Yazılı istek 1 |
Kobanê davası haberine göre duruşmada hangi illerin baro başkanları hazır bulundu? Hepsini sıralayın.

Kaynak alıntısı |
☆ ☆ ☆

DAİŞ yokmuş gibi

Kenan Maçoğlu

Kenan Maçoğlu

  • Avukat Kenan Maçoğlu, Kobanê Kumpas Davası mütalaasında her şeyin olduğunu ama DAİŞ’in olmadığını belirterek, “DAİŞ saldırıları, katliamları hiç yapmamış gibi hazırlanmış. Sizin bugüne kadar davaya yaklaşımınız da benzer şekilde” dedi.

Kobanê Kumpas Davası’nın seçim malzemesi olarak kullanıldığını belirten Av. Kenan Maçoğlu  “Yerel seçimler var. Yerel seçimler öncesinde yine bu dosyayı konuşacak, siyasi partileri mahkum etmeye çalışacaklar” dedi.

DAİŞ’in Kobanê ’ye yönelik saldırısı sonrasında Kurdistan ve Türkiye’nin pek çok kentinde 6-8 Ekim 2014’te yaşanan protestolar nedeniyle Halkların Demokratik Partisi (HDP) eski Eşbaşkanları Figen Yüksekdağ ve Selahattin Demirtaş’ın da aralarında bulunduğu 18’i tutuklu 108 siyasetçinin yargılandığı Kobanê Kumpas Davası’nın 31. duruşmasının 2. oturumu,  Ankara 22.Ağır Ceza Mahkemesi’nde görüldü. Mûş, Êlih, Semsûr, Wan baro başkanları, Özgürlük İçin Hukukçular Derneği (ÖHD) avukatları da duruşmada hazır bulundu.

Kariyer basamağı yaptılar

Duruşmada söz alan Avukat Kenan Maçoğlu, savcının mütalaa hazırlarken maddi gerçekliği araştırmanın yanı sıra davayı yeni kariyerine giden sürecin zirvesi olarak gördüğünü belirterek, “Elbette iktidar tarafından ödüllendirilecektir. Kumpas soruşturan Ankara TEM Şube Müdürlüğü doğrudan Süleyman Soylu ile çalışıyordu. Soruşturmanın esas seyrini belirleyen Emniyet yetkilileri de kariyer planlarıyla hareket ediyordu. Bu dosyada başta olmak üzere, Türkiye'de birçok dosya; hakimlerin, savcıların kariyer basamaklarıdır” dedi. 

6-8 Ekim ile ne ilgisi var?

☆ ☆ ☆

Nesne konumu işaretleme verileri
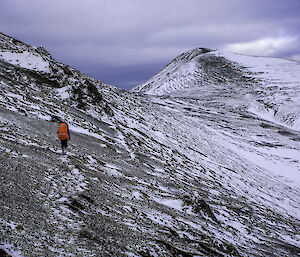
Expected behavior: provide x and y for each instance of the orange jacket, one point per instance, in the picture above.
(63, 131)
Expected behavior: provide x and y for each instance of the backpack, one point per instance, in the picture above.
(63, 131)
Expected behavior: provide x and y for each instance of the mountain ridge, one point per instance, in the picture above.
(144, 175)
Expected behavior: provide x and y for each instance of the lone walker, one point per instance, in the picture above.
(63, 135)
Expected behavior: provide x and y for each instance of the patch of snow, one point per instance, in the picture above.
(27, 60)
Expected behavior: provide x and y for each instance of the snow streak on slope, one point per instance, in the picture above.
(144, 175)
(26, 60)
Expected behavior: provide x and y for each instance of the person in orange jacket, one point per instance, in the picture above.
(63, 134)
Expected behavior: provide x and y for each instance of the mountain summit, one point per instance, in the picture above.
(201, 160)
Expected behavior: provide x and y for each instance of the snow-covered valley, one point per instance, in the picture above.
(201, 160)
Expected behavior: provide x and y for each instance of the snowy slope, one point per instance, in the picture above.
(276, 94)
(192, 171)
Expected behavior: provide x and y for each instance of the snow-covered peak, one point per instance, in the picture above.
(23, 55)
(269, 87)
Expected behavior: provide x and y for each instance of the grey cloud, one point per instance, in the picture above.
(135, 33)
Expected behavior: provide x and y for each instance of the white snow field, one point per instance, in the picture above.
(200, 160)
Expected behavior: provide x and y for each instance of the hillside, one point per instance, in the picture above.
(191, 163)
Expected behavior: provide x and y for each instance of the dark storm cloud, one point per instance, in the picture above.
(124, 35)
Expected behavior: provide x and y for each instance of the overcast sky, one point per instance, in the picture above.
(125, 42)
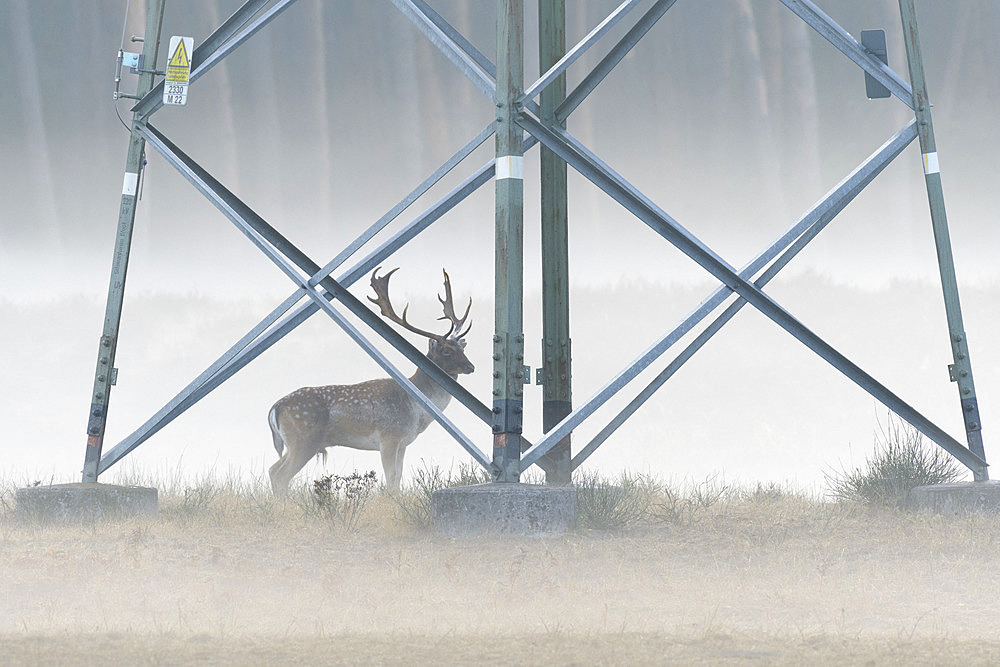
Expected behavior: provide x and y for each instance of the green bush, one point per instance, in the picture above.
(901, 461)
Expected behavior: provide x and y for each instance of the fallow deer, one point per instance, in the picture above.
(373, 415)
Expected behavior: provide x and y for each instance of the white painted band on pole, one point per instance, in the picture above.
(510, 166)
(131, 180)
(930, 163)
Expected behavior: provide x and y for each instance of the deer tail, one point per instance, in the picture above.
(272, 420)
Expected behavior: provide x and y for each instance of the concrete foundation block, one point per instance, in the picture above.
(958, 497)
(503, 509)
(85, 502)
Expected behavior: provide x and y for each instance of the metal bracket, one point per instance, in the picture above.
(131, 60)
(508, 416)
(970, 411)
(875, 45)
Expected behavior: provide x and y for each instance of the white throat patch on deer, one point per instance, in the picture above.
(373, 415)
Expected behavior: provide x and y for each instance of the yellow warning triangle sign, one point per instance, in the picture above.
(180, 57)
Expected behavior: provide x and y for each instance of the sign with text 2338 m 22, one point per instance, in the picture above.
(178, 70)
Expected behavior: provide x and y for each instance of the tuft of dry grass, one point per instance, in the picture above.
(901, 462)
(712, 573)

☆ ☆ ☆

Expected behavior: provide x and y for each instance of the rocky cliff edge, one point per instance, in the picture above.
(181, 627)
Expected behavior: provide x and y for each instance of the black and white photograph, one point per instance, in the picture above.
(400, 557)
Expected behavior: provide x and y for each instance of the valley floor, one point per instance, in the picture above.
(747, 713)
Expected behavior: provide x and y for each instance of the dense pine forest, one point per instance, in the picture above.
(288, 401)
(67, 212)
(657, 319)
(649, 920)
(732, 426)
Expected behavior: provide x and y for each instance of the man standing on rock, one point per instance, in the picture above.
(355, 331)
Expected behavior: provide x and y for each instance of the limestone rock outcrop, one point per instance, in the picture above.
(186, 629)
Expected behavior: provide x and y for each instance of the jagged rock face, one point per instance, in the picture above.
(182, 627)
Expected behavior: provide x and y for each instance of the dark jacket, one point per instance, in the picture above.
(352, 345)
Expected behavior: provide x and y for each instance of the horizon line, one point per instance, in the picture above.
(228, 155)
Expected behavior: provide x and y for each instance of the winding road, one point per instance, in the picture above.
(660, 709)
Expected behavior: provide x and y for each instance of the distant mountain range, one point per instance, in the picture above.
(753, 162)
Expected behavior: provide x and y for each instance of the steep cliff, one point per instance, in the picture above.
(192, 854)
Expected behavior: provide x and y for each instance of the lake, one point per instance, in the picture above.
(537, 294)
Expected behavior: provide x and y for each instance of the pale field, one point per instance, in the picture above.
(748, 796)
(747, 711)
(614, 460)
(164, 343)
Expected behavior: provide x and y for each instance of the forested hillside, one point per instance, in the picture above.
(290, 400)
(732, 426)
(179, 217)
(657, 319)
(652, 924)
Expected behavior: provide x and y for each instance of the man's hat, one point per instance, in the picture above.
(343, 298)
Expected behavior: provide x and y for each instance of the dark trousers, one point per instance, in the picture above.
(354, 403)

☆ ☆ ☆

Yazılı istek 2 |
Kayıtlarda "deer" kelimesini içeren her satırı seçip kopyalayın.

Tam çıktı 1 |
Mûş, Êlih, Semsûr ve Wan.

Tam çıktı 2 |
Expected behavior: provide x and y for each instance of the fallow deer, one point per instance, in the picture above.
Expected behavior: provide x and y for each instance of the deer tail, one point per instance, in the picture above.
Expected behavior: provide x and y for each instance of the white throat patch on deer, one point per instance, in the picture above.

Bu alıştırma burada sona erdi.